*What is needed*. Reproduce verbatim the portion of the listing below that opens with the line containing "Find the red" and closes with the final line of the listing.
==== Records for the task ====
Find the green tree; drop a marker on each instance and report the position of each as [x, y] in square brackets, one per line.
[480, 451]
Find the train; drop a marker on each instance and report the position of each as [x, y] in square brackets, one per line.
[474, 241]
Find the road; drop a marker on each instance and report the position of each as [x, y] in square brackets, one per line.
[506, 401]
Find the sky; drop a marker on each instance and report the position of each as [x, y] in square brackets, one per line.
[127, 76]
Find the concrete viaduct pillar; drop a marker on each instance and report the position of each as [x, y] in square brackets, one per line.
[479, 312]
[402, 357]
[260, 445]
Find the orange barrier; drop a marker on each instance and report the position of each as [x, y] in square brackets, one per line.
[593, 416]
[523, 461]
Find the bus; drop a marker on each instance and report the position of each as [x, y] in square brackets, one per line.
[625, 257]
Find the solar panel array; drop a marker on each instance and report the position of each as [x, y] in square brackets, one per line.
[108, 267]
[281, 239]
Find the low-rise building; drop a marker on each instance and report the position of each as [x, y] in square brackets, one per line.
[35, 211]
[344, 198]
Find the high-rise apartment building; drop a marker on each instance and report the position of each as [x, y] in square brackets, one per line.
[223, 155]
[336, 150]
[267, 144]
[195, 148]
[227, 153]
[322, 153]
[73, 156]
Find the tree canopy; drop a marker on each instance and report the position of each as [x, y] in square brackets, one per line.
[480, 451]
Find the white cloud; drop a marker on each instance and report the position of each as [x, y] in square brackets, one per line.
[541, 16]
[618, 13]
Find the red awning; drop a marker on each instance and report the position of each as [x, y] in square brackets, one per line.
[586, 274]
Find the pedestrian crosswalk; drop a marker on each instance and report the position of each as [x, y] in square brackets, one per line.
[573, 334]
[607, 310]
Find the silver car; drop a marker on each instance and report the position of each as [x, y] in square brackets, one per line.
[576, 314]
====
*Task result*.
Find the red awning; drop a marker on each instance and report the position of each as [x, y] in square brackets, one per line.
[586, 274]
Find the pedestrian crosswalk; drop a marker on each instance and report the position of each as [x, y] in square brackets, one per line.
[573, 334]
[607, 310]
Find the silver car; drop a marker on each instance and report the position of each as [x, y] in square brackets, one per line.
[576, 314]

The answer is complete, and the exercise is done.